*Data in this exercise*.
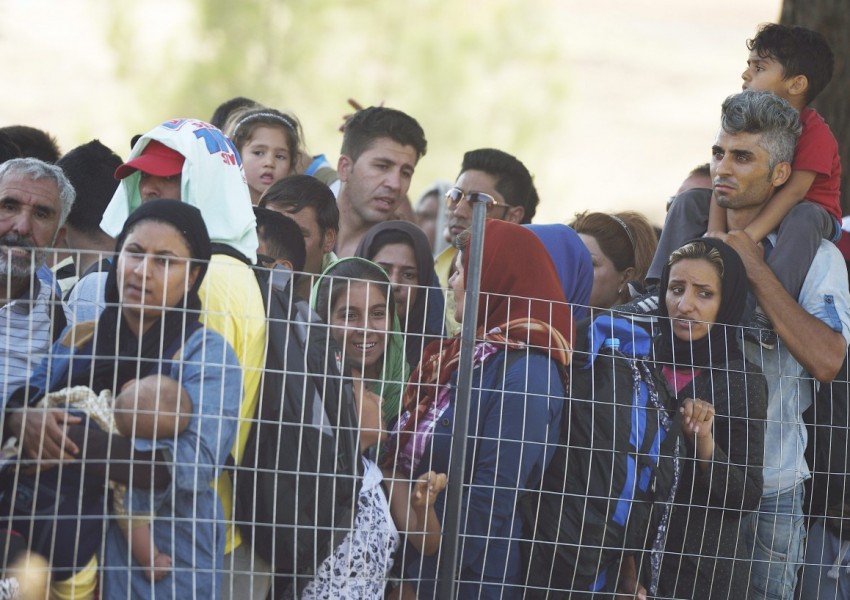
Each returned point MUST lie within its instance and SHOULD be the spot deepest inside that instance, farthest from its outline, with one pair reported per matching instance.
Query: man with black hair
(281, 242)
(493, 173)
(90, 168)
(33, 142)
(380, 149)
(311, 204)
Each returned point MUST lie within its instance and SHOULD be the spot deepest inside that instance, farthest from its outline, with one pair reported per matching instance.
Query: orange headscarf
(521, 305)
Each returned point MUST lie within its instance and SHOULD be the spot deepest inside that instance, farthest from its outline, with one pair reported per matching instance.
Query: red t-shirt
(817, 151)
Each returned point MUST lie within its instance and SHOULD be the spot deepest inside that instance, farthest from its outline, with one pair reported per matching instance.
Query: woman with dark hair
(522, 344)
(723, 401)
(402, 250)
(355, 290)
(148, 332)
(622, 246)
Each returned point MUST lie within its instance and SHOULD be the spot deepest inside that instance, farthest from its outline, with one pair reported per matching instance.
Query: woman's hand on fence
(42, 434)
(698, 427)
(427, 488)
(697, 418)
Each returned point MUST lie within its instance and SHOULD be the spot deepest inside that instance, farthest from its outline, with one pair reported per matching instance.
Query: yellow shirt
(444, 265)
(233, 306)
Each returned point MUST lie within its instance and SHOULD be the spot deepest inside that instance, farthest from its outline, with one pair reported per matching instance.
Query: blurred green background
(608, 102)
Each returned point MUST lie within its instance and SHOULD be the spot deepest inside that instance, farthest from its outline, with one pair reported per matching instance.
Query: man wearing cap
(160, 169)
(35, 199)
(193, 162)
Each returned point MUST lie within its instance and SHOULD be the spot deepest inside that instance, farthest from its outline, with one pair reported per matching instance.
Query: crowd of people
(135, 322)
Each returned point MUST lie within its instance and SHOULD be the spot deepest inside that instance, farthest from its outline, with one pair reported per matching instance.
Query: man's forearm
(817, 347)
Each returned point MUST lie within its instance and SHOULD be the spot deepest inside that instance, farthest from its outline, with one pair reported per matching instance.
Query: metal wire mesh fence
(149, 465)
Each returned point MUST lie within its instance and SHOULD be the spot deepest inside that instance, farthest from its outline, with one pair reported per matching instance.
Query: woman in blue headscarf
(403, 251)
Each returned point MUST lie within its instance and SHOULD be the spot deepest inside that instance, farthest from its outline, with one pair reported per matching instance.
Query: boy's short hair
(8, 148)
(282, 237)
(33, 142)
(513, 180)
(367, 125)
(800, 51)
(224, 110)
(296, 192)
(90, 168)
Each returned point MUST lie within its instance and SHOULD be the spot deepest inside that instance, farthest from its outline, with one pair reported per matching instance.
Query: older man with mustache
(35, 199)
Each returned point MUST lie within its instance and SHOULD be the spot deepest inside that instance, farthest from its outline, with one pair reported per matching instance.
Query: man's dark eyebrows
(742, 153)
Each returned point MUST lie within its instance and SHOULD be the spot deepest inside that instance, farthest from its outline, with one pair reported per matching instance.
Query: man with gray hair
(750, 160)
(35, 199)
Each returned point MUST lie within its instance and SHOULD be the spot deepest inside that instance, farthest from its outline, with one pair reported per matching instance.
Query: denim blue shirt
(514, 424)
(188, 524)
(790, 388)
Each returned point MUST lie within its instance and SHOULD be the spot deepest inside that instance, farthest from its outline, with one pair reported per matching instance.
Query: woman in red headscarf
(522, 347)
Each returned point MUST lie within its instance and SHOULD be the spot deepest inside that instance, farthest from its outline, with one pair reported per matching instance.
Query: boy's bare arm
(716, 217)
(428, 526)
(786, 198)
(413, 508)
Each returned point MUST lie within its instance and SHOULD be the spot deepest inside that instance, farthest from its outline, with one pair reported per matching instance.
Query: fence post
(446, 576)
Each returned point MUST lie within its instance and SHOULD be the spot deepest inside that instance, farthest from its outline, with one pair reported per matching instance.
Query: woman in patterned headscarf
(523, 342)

*Exercise description*. Your answer must be an exact copy of the records, with no pictures in it.

*Result*.
Each returned point MUST lie within its instance and SHOULD be the spot deepest inside that instance, farthest from its outline, with one pair reported per matching instance.
Query: man with black hair
(281, 242)
(493, 173)
(90, 168)
(33, 142)
(380, 149)
(311, 204)
Each returned point MUST lie within its instance and SHOULD be the spot deepest inside that instance, farthest from its outline, with one pair reported per matching instance.
Query: orange headscarf
(521, 305)
Each returned point MUST lie within its instance and SHOULD be the spot deepest inside that instance, farthest from its outline, with one pair reported per matching instance.
Query: red t-shirt
(817, 151)
Each returned point MUST lie within its instance and SHOULD be the spot deepest inside that instance, farthest from its outline, with one pair reported per matching instance.
Query: woman with dark hair
(522, 344)
(723, 401)
(402, 250)
(355, 290)
(148, 332)
(622, 246)
Each returned point MUST lie within its instance and SHOULD be the spot deepest inside that instance, farthest from its outline, with one pair reported per matching instance.
Query: woman's hand on fence
(42, 434)
(698, 427)
(427, 488)
(697, 418)
Each returned point MUST lie within its instance and SHOULD be the spot deepest inside that instance, farthest from its outline, with one pair reported per matching instance.
Query: yellow shirt
(444, 265)
(233, 306)
Each returned point MUST lie within its instance and SHOULD be the spot deepest inside that instance, farthest from its outline, with one pair reported per matching instance.
Query: blurred green background
(608, 102)
Each returned point MUST lie within its instance and SHOULD be the spot deepest inside that instance, farthest from its outline, with one pair reported per matching instance.
Query: man wearing cap
(160, 169)
(35, 199)
(193, 162)
Each returned point MUST lie within its instance and SHOULD be the spot deepest inside that instance, farthest from its outline, with one pair reported per matching instance.
Query: crowd of people
(135, 322)
Each returned point MUST lie within its instance and SHOULD be the spot deepest inside that instance, farthest from its outline, with one pair reported per matching instance.
Query: man's forearm
(817, 347)
Each returned point MUST lie within its instance and SHOULD be the spot deepest inside that instance, farthest from its outline, with one pair reported per matching instance.
Query: metal wire mesh fence
(149, 465)
Each returned point MUST lie within its instance and SHOULD be the spot deepest inside that instance, farthest from its outline, with one pair reported per matching instance.
Query: woman in blue headscarf
(403, 251)
Each returned point MUST lie within its instance and SHOULD be the spot deepest inside that instance, farthest from its outline, with one pair reported per matching instance.
Query: boy's short hair
(8, 148)
(282, 237)
(33, 142)
(513, 180)
(367, 125)
(800, 51)
(224, 110)
(296, 192)
(90, 168)
Each returned point MUST lie within its instance and SHOULD be the spot deepest inside that instance, farthest from its outline, with one pair reported per matching instance.
Query: older man with mustache
(35, 199)
Each returned point MUST lie within its instance and SHOULD be the spot deepest inside that instance, farthest from its outline, with one pair reported per matching instance.
Query: man's dark eyebrows
(742, 153)
Each returned point MUST lie within its instance and SHOULD be the spot deepest inside that instance, farthest from its outline, with one pair reported per matching instance.
Query: man with gray hair
(750, 160)
(35, 199)
Each returned point MUST lie within its instance and SHOULD be the spot deepest inside that instance, farthest from its outline, with one pair reported per matching instance.
Query: denim blue shirt
(514, 424)
(188, 524)
(790, 388)
Each returned point MUST lie within its instance and SHOULD be the spot deepest inside that instance, farthest from its outline, with one pair reported per matching instance.
Query: woman in red headscarf
(522, 347)
Each returned point MUST lie within its instance and SHOULD be the spot deepest inside that instance, farthest from its outline, with one pair reported per matching instance.
Query: boy's bare arm
(716, 217)
(428, 526)
(786, 198)
(413, 508)
Each returned point MUST lie within its instance and SHOULD be the spot deepest inside that instance, farthest from its outline, with one pair reported per matching instance.
Query: fence post
(446, 576)
Each returned point MUST lie within its instance and SHOULD be the spot deepest inside that instance, farthest from its outline, with one pair reported per matching instance.
Query: woman in patterned headscarf
(523, 342)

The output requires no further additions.